→ Assignment
The answer is the data below, repeated exactly, with no pictures included.

Segment Start: Given data

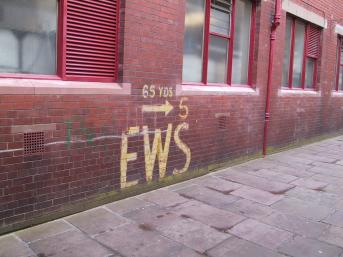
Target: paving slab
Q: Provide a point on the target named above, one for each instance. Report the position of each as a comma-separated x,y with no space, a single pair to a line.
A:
71,243
136,241
303,209
236,247
128,205
260,233
257,195
334,236
208,196
306,247
96,221
296,225
44,230
300,172
152,216
250,209
335,218
314,197
208,215
257,182
218,184
275,176
10,246
163,197
193,234
310,183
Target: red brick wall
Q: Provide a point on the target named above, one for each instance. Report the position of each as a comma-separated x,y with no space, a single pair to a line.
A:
83,152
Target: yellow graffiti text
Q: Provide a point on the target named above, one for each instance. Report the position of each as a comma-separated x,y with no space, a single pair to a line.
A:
182,146
156,150
126,157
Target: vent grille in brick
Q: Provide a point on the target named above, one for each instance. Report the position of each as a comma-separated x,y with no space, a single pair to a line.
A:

Segment End: Given data

→ Answer
Target: paving slab
Q: Provide a point on the target named above, one for each instance. Report the position of each as a comma-separated x,y with no space, a single pair to a line.
A:
71,243
136,241
303,209
236,247
128,205
260,233
257,195
334,236
208,196
306,247
96,221
296,225
44,230
300,172
152,216
250,209
335,218
314,197
208,215
257,182
218,184
275,176
10,246
163,197
193,234
310,183
Target: red brick wall
Q: Provide a point on the target named above, one for each instance. Report the position of each as a comma-separated x,y with no space, a single pair to a line.
A:
83,152
Target: yellow graffiti text
Q: Provide a point on the target named above, one for each instance. Report the position of each as a comma-separated x,y with no space, a single pair to a line.
A:
182,146
156,150
126,157
Target: vent grille in brick
Q: Provide a point on the target named above, one for each instance. Report the position of each as a comma-separated x,y with no space, a single pair to a line.
A:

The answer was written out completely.